* LIST OF TASKS *
1. Can you write out the passage on the Welsh phrases for "together" again from "March 4, 2017" to "gyda'i gilydd possible?", substituting "correct" for "possible"?
2. Could you pick up the passage on the Welsh phrases for "together" after its last sentence and continue it?
— start of SELECTED TEXT —
Translation:They are together.

March 4, 2017



Why is this gyda'i gilydd and not gyda'u gilydd?

Or are both possible?

How about "We are together" -- are both Dyn ni gyda'n gilydd and Dyn ni gyda'i gilydd possible?

And do these work in the north with efo as well, e.g. Dan ni efo'n gilydd?


Well spotted! The three possibilites for "together" are:

S: gyda'n gilydd / N: efo'n gilydd - when referring to "us"

S: gyda'ch gilydd / N: efo'ch gilydd - when referring to "you"

S: gyda'i gilydd / N: efo'i gilydd - when referring to "them"

Example sentences:

Dyn ni gyda'n gilydd nawr "We're together now"

Ers faint dach chi efo'ch gilydd? "How long have you been together?"

Dyn nhw ddim yn gweithio'n dda gyda'i gilydd "They don't work well together"

The spelling of the last one is unusual. You'd expect *'u as a contraction of eu rather than 'i, but actually only 'i is correct. It's a mistake first language speakers sometimes make when writing too.
— end of SELECTED TEXT —
— start of DATASET EXTRACT —
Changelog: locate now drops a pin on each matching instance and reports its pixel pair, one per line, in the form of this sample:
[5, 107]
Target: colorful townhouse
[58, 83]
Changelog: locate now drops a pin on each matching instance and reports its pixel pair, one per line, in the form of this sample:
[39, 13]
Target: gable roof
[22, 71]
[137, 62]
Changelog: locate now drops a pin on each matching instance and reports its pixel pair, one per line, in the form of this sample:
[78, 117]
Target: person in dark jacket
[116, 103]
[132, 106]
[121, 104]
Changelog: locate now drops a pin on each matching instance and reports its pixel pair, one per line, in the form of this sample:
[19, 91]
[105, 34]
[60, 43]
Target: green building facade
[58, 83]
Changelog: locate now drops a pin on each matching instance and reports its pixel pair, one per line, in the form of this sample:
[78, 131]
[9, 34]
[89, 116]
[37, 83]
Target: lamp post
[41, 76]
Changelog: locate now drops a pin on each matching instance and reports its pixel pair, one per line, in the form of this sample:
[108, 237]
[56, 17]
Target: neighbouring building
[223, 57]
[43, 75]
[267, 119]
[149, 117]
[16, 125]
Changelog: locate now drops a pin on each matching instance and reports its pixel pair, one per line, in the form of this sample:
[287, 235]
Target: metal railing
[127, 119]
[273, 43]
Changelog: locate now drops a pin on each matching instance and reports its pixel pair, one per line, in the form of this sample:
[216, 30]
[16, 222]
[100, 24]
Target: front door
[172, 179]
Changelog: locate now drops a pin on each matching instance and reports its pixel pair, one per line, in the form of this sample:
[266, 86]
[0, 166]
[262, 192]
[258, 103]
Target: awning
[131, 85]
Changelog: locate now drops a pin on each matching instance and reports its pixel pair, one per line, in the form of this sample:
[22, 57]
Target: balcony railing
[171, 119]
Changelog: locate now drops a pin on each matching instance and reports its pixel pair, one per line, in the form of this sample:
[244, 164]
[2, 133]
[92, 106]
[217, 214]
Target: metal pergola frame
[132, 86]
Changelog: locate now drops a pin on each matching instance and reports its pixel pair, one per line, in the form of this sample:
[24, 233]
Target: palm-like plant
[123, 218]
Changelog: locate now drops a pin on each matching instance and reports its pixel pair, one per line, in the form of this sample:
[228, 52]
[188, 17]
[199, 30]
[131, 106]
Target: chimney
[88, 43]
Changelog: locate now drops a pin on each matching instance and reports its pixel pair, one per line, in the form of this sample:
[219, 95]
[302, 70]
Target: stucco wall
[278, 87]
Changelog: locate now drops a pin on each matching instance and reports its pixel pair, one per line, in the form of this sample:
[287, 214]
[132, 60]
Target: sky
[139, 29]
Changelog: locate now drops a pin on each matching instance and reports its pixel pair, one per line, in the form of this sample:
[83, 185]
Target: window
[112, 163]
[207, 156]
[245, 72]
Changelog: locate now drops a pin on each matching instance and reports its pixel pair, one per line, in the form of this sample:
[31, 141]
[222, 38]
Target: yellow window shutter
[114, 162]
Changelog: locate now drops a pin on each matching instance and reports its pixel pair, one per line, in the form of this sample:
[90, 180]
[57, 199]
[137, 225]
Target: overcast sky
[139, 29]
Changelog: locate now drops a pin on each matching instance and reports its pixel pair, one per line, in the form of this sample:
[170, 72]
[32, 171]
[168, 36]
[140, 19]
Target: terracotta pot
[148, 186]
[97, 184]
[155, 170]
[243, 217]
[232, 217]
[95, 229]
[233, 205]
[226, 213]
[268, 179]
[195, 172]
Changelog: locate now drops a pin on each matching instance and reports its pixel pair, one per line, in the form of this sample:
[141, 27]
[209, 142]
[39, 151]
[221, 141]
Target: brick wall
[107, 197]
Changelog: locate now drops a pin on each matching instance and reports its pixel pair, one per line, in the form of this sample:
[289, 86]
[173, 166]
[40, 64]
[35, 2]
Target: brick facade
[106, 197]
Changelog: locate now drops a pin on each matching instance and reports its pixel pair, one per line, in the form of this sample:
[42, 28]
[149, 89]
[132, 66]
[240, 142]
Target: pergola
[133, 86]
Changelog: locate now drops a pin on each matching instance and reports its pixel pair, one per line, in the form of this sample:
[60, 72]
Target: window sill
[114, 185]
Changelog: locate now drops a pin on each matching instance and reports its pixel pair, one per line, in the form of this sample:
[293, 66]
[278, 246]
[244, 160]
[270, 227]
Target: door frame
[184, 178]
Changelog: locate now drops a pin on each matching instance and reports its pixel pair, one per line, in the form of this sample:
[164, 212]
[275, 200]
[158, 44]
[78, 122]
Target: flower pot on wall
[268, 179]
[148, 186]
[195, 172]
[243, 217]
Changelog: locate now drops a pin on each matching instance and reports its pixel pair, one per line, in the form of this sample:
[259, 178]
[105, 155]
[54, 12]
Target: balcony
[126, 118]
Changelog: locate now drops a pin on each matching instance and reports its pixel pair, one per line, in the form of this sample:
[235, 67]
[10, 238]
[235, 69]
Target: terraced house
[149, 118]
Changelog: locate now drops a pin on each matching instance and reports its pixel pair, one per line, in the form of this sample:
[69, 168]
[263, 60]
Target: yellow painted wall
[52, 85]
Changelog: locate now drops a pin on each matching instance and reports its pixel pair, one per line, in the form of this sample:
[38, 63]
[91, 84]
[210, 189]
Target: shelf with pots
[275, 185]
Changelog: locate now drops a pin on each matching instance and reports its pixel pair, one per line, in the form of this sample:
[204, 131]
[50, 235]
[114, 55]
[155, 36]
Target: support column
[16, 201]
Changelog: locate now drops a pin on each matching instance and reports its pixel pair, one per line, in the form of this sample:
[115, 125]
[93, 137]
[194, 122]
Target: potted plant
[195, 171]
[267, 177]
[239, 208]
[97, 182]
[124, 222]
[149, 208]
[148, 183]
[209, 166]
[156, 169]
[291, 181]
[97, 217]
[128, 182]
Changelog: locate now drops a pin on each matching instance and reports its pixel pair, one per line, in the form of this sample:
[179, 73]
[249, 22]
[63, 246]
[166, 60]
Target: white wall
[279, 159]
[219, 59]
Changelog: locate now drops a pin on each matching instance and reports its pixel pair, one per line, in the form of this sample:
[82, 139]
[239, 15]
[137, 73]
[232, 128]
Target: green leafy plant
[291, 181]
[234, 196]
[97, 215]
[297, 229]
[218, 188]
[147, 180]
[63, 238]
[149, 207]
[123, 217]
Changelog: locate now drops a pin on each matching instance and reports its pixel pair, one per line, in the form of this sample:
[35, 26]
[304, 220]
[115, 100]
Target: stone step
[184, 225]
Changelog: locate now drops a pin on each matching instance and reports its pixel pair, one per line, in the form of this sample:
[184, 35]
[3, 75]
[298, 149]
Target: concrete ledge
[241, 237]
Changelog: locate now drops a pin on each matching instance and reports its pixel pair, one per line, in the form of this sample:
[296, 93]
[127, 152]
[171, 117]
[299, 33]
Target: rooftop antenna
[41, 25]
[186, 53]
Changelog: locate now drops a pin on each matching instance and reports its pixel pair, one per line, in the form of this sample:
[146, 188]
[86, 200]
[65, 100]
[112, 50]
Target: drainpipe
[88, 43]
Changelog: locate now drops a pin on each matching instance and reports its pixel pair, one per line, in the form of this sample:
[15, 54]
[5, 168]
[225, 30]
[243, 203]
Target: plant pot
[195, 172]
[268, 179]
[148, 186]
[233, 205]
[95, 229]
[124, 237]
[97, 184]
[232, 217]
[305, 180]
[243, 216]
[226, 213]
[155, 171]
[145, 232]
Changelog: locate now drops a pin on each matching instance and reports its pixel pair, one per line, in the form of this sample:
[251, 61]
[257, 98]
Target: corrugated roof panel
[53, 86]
— end of DATASET EXTRACT —
* ANSWERS FOR THE EXERCISE *
1.
March 4, 2017



Why is this gyda'i gilydd and not gyda'u gilydd?

Or are both correct?

How about "We are together" -- are both Dyn ni gyda'n gilydd and Dyn ni gyda'i gilydd correct?

2.
If however you remember that ei and eu are both pronounced "i", even up north, it's not so strange. Many Romance languages have the same words for "his, her, their" - just like colloquial Welsh.

As an aside, the possessive pronouns/adjectives are a funny bunch in Welsh as their colloquial pronunciations differ to their spellings:

fy is usually said "y(n)"

ei and eu are both "i", even up north

ein is "yn"

eich is "ỳch"

GPC explains this anomaly is partly down to a 16th century Welsh scholar, William Salesbury and translator of the New Testament into Welsh. He coined the spellings of ei, eich etc. based on Latin eius. Guys in those days often thought Latin was amazing so decided their language should try and be more similar to it, for some reason. (The same happened in English with the Latinisation of words like dette to debt, sisoures to scissors sithe to scythe etc.) And because Welsh orthography is pretty regular, people began to pronounce the possessive adjectives as they were written in formal contexts, thinking they were right.


Thank you for the wonderful explanation!


Croeso mawr! I just find these things fascinating myself.


Does this mean spatially or metaphorically? Like, would you say this to mean that they were in the same area together, or that they were in a relationship?


Could be either. Same as English.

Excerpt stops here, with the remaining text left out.